- [Items]
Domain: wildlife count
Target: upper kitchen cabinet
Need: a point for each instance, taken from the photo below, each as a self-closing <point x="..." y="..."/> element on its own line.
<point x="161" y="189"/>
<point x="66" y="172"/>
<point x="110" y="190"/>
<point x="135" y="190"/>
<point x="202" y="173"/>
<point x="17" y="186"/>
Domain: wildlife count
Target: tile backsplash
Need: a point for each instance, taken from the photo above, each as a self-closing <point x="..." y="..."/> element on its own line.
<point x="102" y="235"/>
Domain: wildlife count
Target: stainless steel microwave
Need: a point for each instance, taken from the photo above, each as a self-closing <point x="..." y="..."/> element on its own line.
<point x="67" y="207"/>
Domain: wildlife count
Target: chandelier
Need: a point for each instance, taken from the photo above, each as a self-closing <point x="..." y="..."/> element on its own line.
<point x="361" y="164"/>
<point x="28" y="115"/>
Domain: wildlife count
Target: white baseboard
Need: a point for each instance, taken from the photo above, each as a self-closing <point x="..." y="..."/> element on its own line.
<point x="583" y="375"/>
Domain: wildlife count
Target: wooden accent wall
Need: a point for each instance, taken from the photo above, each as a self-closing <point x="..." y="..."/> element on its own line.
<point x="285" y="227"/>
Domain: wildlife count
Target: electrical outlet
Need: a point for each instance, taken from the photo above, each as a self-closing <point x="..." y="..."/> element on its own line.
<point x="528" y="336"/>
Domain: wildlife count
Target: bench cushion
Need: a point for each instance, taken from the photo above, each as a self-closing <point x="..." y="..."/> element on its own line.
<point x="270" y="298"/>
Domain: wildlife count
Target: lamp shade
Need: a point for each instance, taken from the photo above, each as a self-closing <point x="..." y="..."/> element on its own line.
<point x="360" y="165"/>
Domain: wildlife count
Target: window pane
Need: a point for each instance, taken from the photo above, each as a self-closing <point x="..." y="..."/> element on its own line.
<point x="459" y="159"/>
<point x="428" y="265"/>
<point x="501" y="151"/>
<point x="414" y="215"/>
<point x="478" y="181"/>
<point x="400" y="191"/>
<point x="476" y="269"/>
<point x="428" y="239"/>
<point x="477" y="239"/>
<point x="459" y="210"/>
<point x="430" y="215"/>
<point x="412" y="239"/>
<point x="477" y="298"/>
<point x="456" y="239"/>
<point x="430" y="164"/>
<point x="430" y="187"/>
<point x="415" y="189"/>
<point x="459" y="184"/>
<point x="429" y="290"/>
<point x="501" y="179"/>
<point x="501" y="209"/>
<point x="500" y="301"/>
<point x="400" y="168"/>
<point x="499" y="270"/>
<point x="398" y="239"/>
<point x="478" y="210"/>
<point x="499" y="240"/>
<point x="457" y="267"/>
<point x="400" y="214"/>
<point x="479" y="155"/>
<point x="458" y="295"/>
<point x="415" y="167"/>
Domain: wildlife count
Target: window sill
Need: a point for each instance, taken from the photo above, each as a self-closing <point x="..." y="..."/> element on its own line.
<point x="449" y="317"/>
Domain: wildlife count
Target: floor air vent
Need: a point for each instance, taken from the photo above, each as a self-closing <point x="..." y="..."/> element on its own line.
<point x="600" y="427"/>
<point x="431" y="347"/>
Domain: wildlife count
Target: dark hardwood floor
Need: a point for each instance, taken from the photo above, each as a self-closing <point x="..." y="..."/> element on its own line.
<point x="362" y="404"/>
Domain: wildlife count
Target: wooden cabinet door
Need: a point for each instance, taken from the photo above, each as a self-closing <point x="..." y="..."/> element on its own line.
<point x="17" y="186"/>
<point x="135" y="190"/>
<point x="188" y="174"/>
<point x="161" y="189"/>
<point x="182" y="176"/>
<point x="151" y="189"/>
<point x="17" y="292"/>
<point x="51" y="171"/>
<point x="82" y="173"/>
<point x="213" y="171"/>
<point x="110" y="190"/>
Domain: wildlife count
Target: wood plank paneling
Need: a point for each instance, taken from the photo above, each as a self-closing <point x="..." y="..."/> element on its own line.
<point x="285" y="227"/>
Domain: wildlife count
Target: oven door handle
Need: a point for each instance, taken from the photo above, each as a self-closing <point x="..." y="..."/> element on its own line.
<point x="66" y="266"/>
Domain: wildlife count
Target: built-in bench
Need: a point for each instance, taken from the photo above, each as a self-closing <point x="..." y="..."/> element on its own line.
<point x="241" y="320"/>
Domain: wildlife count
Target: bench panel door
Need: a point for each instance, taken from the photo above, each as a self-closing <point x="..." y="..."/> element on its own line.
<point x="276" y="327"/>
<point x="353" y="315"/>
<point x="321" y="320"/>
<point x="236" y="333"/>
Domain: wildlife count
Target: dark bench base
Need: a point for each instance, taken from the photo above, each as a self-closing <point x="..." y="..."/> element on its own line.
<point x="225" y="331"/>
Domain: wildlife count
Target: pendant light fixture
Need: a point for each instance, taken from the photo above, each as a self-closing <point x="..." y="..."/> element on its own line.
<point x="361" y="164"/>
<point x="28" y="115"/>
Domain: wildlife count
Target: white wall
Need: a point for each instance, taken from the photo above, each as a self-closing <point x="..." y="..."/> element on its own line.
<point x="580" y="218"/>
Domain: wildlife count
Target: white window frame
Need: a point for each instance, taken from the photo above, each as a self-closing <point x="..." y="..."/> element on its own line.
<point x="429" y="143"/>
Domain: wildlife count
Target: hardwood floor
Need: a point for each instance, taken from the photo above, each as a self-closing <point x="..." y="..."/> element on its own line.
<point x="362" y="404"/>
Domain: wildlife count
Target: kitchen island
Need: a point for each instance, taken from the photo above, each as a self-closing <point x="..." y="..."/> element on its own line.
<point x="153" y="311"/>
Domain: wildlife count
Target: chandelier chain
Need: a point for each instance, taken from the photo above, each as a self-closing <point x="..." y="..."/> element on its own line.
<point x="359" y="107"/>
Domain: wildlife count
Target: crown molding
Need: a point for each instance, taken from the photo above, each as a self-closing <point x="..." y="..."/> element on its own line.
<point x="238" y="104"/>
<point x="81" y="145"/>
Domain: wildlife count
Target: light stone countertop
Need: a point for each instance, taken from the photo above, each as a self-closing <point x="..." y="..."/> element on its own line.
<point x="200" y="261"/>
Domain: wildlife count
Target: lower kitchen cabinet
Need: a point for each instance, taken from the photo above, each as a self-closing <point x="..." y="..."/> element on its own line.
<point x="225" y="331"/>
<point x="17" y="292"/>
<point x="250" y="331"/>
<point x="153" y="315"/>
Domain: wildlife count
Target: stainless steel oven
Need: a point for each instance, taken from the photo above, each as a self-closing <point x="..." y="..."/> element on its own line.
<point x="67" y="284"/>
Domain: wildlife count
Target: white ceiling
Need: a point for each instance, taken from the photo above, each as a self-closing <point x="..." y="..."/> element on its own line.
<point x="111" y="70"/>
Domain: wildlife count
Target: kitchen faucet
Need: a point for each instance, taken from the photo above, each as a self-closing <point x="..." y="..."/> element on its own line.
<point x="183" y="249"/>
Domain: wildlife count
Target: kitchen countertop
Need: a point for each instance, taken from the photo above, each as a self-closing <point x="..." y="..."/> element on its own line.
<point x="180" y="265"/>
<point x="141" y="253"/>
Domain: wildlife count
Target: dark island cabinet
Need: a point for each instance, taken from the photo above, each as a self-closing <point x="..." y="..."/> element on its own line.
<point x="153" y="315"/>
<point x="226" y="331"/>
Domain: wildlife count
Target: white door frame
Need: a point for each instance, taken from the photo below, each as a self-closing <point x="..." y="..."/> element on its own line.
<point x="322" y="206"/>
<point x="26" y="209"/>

- [Written exercise]
Report each line of the material above that contains the word "door", copying every such line in full. Count a match only where the letter case is the same.

- [Reply to the task]
Target: wooden cabinet door
Target: oven door handle
Target: bench panel door
Target: white door frame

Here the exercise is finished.